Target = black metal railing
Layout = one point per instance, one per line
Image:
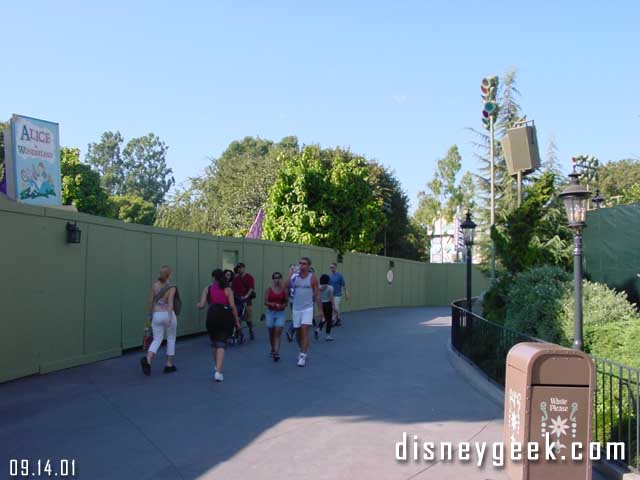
(617, 392)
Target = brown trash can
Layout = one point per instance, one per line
(549, 401)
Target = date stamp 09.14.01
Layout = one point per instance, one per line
(42, 468)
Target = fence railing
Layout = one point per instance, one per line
(617, 392)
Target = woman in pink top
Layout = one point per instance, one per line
(220, 317)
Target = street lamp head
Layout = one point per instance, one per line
(597, 199)
(468, 229)
(576, 200)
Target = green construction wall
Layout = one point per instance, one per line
(69, 304)
(611, 241)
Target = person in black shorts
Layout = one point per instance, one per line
(221, 316)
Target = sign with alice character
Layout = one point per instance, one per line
(32, 161)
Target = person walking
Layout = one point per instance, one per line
(291, 332)
(275, 299)
(327, 299)
(243, 287)
(163, 321)
(221, 316)
(307, 290)
(337, 282)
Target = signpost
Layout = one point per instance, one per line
(32, 161)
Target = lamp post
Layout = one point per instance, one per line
(576, 200)
(597, 199)
(468, 229)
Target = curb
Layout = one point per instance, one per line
(494, 392)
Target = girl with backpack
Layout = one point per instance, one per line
(221, 318)
(163, 306)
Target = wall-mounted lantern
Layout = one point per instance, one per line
(73, 233)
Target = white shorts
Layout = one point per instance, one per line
(337, 301)
(302, 317)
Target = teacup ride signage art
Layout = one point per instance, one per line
(32, 161)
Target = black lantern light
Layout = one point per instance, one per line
(576, 201)
(73, 233)
(597, 199)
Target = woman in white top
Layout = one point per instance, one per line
(163, 321)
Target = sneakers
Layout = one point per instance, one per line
(302, 359)
(146, 368)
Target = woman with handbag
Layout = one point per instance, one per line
(163, 320)
(221, 317)
(275, 299)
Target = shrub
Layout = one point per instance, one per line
(494, 302)
(534, 303)
(611, 323)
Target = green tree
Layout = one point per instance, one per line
(444, 196)
(395, 234)
(81, 185)
(324, 197)
(147, 174)
(509, 114)
(226, 197)
(132, 209)
(536, 233)
(139, 170)
(105, 157)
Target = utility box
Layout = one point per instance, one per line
(548, 402)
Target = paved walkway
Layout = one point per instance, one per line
(339, 418)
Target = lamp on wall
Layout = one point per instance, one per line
(73, 233)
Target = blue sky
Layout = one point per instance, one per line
(395, 81)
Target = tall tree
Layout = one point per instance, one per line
(81, 186)
(147, 175)
(395, 234)
(140, 170)
(551, 161)
(226, 197)
(324, 197)
(445, 196)
(105, 157)
(509, 114)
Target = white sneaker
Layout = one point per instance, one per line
(302, 359)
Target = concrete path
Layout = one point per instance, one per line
(339, 418)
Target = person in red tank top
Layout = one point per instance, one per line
(221, 316)
(275, 299)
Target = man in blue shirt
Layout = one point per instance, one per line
(336, 280)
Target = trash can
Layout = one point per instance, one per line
(548, 402)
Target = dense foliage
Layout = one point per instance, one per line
(81, 185)
(539, 302)
(323, 197)
(139, 170)
(535, 233)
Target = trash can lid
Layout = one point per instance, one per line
(550, 364)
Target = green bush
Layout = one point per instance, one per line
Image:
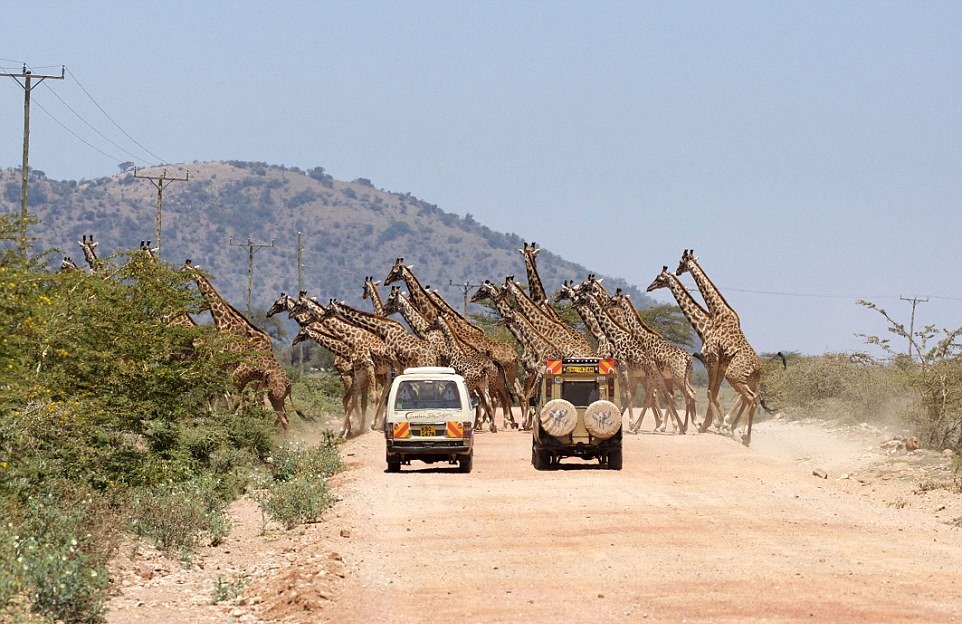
(836, 386)
(183, 517)
(301, 499)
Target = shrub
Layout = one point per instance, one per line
(302, 499)
(181, 518)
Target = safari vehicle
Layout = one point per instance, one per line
(578, 413)
(430, 418)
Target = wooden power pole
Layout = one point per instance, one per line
(28, 85)
(251, 245)
(159, 183)
(465, 286)
(915, 301)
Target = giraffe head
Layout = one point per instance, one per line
(370, 287)
(397, 272)
(67, 264)
(567, 291)
(301, 336)
(486, 291)
(529, 251)
(393, 302)
(663, 280)
(279, 305)
(688, 259)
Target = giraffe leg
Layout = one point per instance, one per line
(714, 382)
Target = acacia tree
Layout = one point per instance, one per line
(936, 376)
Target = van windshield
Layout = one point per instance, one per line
(427, 394)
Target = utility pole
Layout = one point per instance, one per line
(159, 182)
(28, 78)
(915, 301)
(465, 286)
(251, 245)
(300, 347)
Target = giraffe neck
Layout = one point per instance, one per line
(633, 318)
(329, 342)
(696, 315)
(225, 316)
(717, 305)
(617, 335)
(379, 325)
(419, 296)
(591, 322)
(419, 325)
(90, 255)
(533, 313)
(538, 294)
(375, 299)
(502, 306)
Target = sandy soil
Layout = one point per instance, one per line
(695, 528)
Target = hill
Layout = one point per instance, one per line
(349, 230)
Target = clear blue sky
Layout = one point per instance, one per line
(810, 153)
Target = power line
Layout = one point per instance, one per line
(159, 159)
(77, 136)
(89, 125)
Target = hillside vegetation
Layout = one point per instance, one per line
(349, 230)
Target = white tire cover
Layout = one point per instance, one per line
(559, 417)
(602, 419)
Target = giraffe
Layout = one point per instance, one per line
(398, 303)
(555, 332)
(673, 361)
(535, 349)
(634, 354)
(356, 369)
(362, 341)
(738, 362)
(630, 378)
(410, 351)
(567, 292)
(504, 355)
(261, 367)
(535, 286)
(370, 292)
(475, 367)
(89, 247)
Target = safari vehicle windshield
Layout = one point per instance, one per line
(580, 393)
(427, 394)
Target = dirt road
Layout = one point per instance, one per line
(695, 528)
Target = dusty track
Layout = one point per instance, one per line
(695, 528)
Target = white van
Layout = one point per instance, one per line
(430, 418)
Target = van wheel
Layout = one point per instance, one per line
(540, 461)
(614, 459)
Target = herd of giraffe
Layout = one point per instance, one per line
(368, 347)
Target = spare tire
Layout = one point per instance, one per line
(558, 417)
(602, 419)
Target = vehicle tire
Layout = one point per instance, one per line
(614, 459)
(539, 460)
(602, 419)
(558, 417)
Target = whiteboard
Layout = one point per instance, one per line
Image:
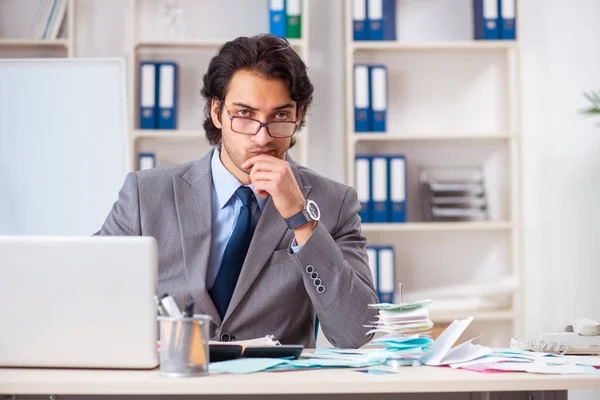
(64, 149)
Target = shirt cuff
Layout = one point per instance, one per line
(295, 247)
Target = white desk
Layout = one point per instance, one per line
(334, 381)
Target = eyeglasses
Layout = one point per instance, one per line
(251, 126)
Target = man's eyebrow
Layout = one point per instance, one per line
(235, 103)
(281, 107)
(284, 106)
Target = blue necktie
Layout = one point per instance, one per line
(234, 254)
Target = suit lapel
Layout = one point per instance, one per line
(193, 197)
(267, 235)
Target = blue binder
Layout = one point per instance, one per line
(167, 95)
(277, 18)
(148, 95)
(362, 98)
(378, 80)
(386, 272)
(146, 161)
(508, 19)
(362, 183)
(486, 19)
(389, 19)
(375, 19)
(397, 187)
(379, 191)
(359, 19)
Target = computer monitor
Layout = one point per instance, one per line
(78, 302)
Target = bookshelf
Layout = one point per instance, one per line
(454, 101)
(193, 51)
(16, 40)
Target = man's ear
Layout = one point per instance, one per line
(215, 112)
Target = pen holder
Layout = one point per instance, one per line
(184, 345)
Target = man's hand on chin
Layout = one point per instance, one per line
(272, 176)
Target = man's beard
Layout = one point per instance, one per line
(238, 158)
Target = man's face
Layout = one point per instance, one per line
(253, 96)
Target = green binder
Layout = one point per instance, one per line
(294, 19)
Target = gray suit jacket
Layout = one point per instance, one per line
(274, 295)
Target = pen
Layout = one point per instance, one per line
(159, 307)
(170, 306)
(187, 332)
(189, 309)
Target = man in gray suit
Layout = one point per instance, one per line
(261, 244)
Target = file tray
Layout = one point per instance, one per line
(453, 194)
(224, 352)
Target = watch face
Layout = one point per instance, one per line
(313, 210)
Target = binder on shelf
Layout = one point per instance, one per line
(362, 98)
(378, 81)
(379, 193)
(167, 95)
(148, 95)
(362, 183)
(146, 161)
(397, 174)
(293, 13)
(486, 19)
(372, 256)
(375, 19)
(386, 271)
(277, 18)
(359, 20)
(508, 19)
(389, 19)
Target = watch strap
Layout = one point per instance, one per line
(296, 221)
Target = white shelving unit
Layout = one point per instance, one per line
(29, 47)
(188, 141)
(451, 101)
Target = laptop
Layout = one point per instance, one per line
(78, 302)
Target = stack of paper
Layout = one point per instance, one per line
(400, 319)
(534, 362)
(442, 352)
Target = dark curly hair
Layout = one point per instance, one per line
(271, 57)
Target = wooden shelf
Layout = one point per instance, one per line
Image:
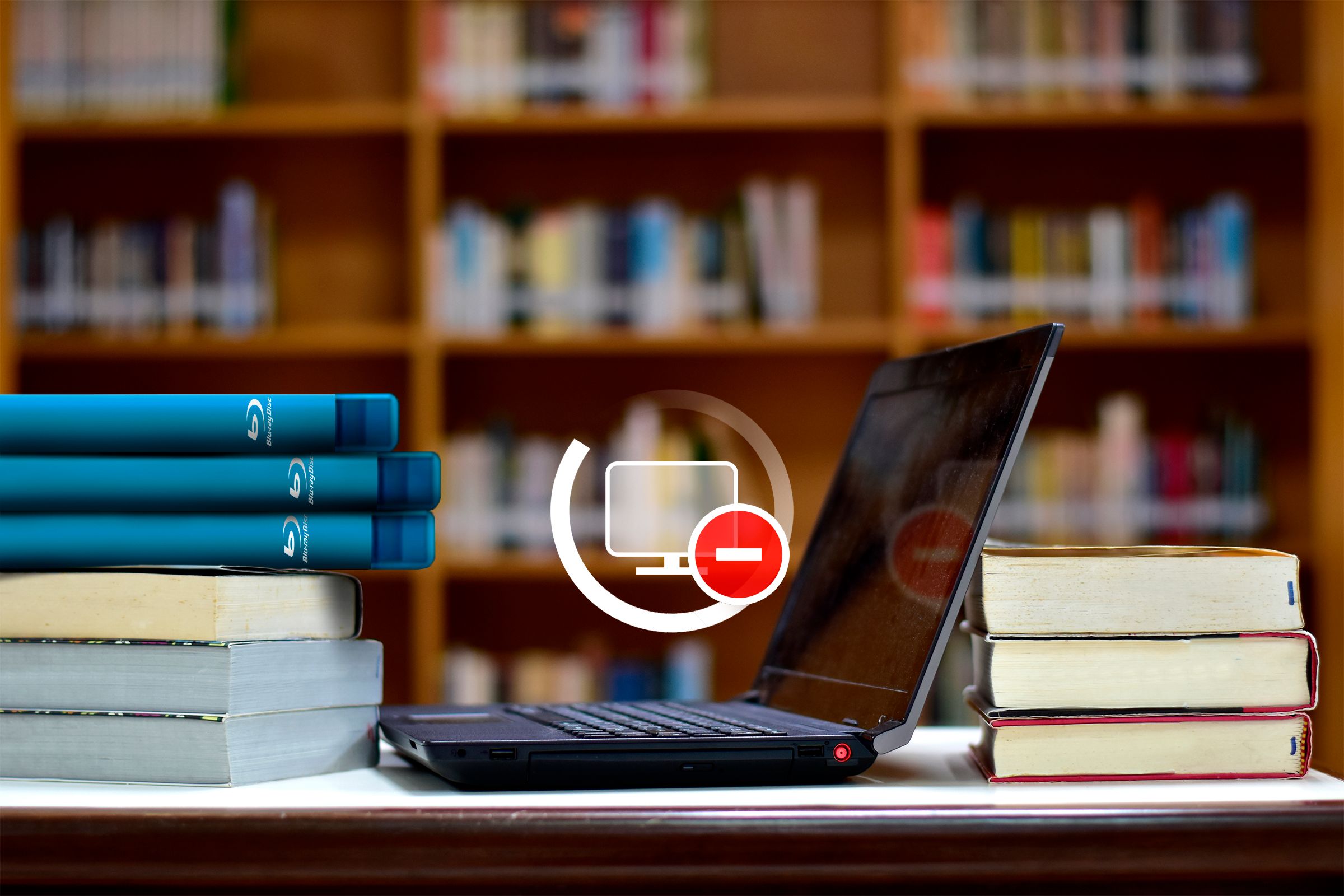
(1267, 334)
(819, 339)
(1252, 112)
(261, 120)
(801, 113)
(314, 340)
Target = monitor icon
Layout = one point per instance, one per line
(652, 508)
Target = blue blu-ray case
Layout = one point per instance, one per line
(274, 540)
(304, 483)
(198, 423)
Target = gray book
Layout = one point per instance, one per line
(190, 678)
(174, 749)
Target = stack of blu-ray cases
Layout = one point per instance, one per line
(124, 512)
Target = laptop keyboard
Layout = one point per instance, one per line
(644, 719)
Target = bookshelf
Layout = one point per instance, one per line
(360, 167)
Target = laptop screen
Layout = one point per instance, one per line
(905, 512)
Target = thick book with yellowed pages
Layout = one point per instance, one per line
(1249, 672)
(179, 604)
(1121, 747)
(1135, 590)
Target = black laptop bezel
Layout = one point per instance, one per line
(1033, 348)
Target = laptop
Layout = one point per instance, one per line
(859, 638)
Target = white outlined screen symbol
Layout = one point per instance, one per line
(652, 507)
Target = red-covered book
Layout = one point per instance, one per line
(1050, 747)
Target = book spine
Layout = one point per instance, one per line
(407, 481)
(197, 423)
(273, 540)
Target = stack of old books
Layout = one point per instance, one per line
(165, 614)
(1140, 662)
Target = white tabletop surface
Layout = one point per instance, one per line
(935, 770)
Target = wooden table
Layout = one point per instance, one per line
(924, 820)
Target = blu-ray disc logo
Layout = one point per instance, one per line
(259, 419)
(292, 534)
(299, 479)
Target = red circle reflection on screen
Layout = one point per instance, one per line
(928, 550)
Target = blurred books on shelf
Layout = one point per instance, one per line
(498, 487)
(1109, 264)
(1079, 49)
(1126, 486)
(499, 57)
(588, 673)
(172, 273)
(651, 267)
(138, 57)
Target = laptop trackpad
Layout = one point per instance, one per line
(603, 767)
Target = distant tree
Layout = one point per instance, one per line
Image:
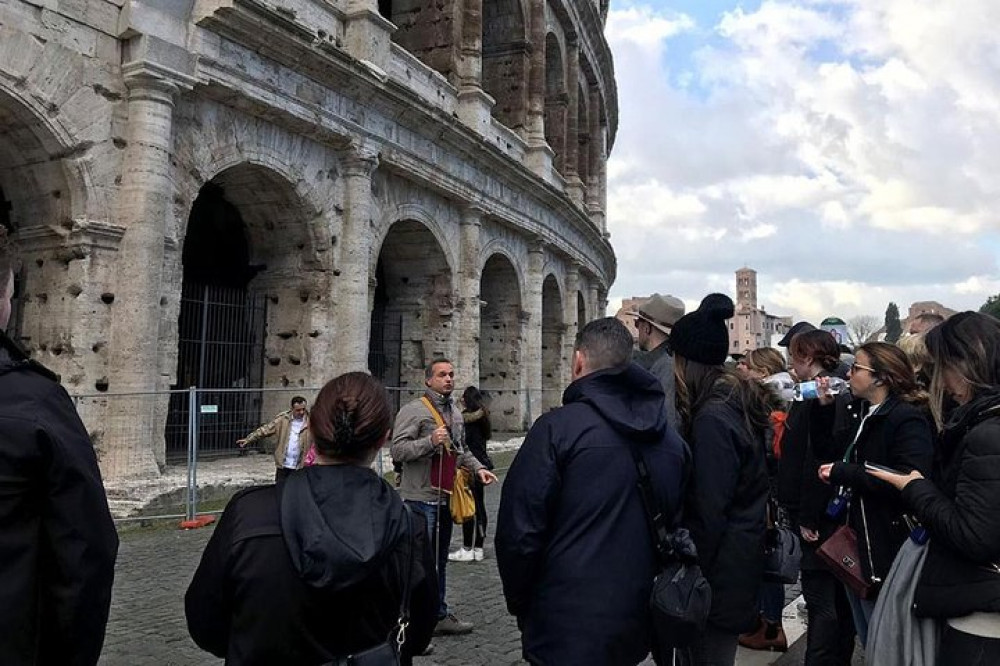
(992, 306)
(862, 327)
(893, 327)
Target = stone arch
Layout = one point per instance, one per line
(413, 305)
(553, 329)
(506, 60)
(556, 99)
(502, 334)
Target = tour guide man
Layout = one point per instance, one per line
(428, 441)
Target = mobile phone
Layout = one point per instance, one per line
(883, 468)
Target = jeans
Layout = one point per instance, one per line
(861, 610)
(961, 649)
(474, 531)
(438, 517)
(830, 639)
(713, 647)
(772, 601)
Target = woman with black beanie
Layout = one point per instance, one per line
(724, 418)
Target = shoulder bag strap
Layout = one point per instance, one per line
(654, 517)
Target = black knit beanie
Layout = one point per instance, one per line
(702, 335)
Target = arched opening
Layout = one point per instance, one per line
(506, 61)
(412, 309)
(243, 320)
(500, 340)
(552, 340)
(556, 100)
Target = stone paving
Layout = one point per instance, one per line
(155, 566)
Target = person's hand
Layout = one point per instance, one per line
(439, 436)
(812, 536)
(898, 481)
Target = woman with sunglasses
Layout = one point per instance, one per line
(890, 425)
(958, 505)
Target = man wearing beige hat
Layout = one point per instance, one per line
(653, 321)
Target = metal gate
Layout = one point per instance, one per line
(385, 353)
(220, 346)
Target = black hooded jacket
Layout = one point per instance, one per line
(310, 570)
(573, 545)
(57, 541)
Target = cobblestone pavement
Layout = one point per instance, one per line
(155, 566)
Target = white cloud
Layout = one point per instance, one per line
(846, 149)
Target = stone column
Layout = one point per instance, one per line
(367, 34)
(531, 369)
(574, 186)
(570, 320)
(352, 311)
(144, 208)
(469, 326)
(474, 105)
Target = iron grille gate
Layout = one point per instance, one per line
(220, 346)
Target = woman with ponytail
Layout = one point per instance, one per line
(724, 418)
(891, 426)
(312, 571)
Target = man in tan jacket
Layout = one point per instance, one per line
(293, 439)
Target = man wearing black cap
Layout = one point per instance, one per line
(653, 321)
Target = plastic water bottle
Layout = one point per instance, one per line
(811, 390)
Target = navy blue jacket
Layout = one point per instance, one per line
(573, 545)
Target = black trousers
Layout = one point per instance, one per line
(830, 638)
(474, 531)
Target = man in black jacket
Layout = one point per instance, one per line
(573, 545)
(58, 549)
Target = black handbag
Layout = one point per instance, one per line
(681, 598)
(388, 653)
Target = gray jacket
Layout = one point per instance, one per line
(412, 448)
(660, 362)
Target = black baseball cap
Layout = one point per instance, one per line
(799, 327)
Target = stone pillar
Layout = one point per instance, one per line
(469, 325)
(598, 141)
(474, 105)
(574, 186)
(570, 319)
(531, 375)
(367, 34)
(352, 313)
(144, 208)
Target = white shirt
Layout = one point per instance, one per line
(293, 448)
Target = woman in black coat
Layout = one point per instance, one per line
(314, 570)
(724, 417)
(958, 505)
(891, 426)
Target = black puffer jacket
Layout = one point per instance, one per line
(959, 507)
(319, 576)
(57, 541)
(725, 509)
(898, 435)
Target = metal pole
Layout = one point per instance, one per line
(192, 451)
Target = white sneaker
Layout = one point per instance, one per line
(461, 555)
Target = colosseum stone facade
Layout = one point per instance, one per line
(246, 193)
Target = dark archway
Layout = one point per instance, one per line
(500, 342)
(552, 341)
(506, 61)
(412, 309)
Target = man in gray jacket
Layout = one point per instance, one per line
(653, 321)
(422, 447)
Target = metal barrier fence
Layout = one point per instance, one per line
(173, 454)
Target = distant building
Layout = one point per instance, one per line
(753, 327)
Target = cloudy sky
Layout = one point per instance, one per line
*-*-*
*What needs to be done:*
Return, word for word, every line from the line with "Target = man wearing black cap" to the final line of the data.

*Output of the exercise:*
Target = man wearing black cap
Layout = one point per instance, one per line
(653, 321)
Target = plastic water bottle
Layout = one point per instance, one per line
(811, 390)
Target = navy blue jacket
Layout = one point per instance, one per line
(573, 545)
Target = black trousers
Layout = one point per instance, one per line
(830, 638)
(474, 531)
Target = man in black jacket
Layout = one point per instance, one per line
(573, 545)
(58, 549)
Target = black handbag
Layout = one point per instance, one per line
(681, 598)
(388, 653)
Target = gray jacket
Layout = one point per instance, one per line
(412, 448)
(660, 362)
Target = black baseball cap
Layout = one point per instance, one per line
(799, 327)
Target = stone pillar
Layout = one point per instance, one per line
(469, 325)
(598, 141)
(474, 105)
(574, 186)
(570, 319)
(531, 375)
(367, 34)
(352, 313)
(144, 208)
Target = white shirt
Layout = one point per instance, one per line
(293, 448)
Target = woman in black coat
Layout = one point per instance, one per line
(314, 570)
(724, 417)
(958, 505)
(891, 426)
Target = black puffer jacket
Layout = one point per instance, one per line
(959, 507)
(319, 576)
(57, 541)
(725, 509)
(898, 435)
Target = metal pole
Layout = one point per instance, one per line
(192, 451)
Target = white sneaker
Layout = one point per instance, one per line
(461, 555)
Target = colosseum stone facade
Layout = one point per instance, one per line
(246, 193)
Target = dark archway
Layout = one point per instance, one per line
(500, 342)
(552, 341)
(506, 61)
(412, 309)
Target = man in gray jacket
Layout = one point per instance, one per line
(653, 321)
(422, 447)
Target = metal barrier fence
Layout = one point per instance, one per line
(173, 454)
Target = distant building
Layout = one point per instance, one per line
(753, 327)
Target = cloudy sky
Layout = one point per instance, one per line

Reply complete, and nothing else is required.